**STATED GOAL**
Format the item lines below as a Markdown table with a Row column for the row number and a Line column for the line, leaving out blank lines. Begin at the line that has "output x=561, y=284." and stop after the line that has "x=1081, y=62".

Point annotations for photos
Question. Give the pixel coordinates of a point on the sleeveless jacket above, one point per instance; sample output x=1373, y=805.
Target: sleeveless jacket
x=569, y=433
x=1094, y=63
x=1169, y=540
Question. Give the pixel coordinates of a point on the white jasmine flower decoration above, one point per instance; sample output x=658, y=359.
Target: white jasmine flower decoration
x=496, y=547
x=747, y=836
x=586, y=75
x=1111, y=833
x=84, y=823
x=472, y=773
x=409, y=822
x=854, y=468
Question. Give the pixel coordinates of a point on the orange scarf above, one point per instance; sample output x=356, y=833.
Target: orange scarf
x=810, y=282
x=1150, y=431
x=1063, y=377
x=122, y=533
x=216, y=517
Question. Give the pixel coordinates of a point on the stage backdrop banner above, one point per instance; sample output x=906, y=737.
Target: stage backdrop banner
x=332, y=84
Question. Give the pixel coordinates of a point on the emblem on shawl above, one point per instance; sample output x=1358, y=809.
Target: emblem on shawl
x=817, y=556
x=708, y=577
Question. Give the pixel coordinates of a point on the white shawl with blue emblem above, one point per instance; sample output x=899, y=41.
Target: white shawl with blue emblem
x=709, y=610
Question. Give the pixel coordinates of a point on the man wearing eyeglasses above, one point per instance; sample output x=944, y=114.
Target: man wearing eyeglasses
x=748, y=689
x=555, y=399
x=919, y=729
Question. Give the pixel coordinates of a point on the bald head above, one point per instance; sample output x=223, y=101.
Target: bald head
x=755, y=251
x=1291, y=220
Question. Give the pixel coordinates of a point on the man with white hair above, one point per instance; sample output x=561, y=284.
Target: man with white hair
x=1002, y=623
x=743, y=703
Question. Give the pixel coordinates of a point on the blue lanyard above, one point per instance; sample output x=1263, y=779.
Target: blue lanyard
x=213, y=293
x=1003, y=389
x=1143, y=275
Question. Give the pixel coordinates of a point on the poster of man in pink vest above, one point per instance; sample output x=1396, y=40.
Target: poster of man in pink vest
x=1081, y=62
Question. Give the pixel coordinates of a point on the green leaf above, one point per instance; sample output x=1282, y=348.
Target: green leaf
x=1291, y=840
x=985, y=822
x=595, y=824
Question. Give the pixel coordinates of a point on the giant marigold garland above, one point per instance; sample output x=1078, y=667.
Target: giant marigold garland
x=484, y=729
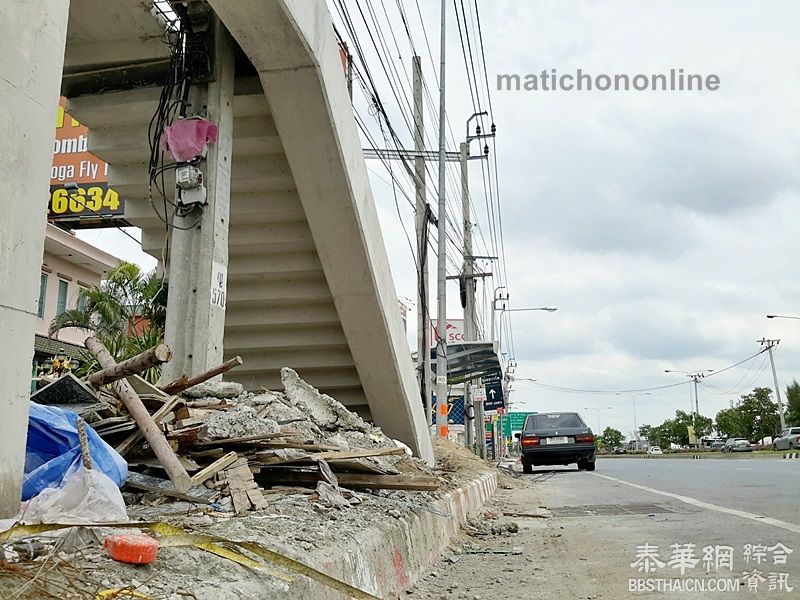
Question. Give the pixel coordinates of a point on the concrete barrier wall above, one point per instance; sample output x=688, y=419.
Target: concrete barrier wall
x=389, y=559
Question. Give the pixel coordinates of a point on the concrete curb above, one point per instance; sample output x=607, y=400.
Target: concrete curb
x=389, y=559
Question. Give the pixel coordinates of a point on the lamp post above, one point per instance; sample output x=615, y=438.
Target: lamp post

**EXERCISE ANSWER**
| Row | Line |
|---|---|
| 1 | Question. Give the pixel coordinates of a point on the man with white hair above, one point per instance; sample output x=561, y=284. |
| 2 | Target: man with white hair |
| 3 | x=1002, y=623 |
| 4 | x=743, y=703 |
| 5 | Question. Give the pixel coordinates of a point on the blue lanyard above, one point per instance; sample output x=1263, y=779. |
| 6 | Target: blue lanyard |
| 7 | x=213, y=293 |
| 8 | x=1003, y=389 |
| 9 | x=1143, y=275 |
| 10 | Question. Give the pixel coordinates of a point on the poster of man in pink vest above, one point per instance; sample output x=1396, y=40. |
| 11 | Target: poster of man in pink vest |
| 12 | x=1081, y=62 |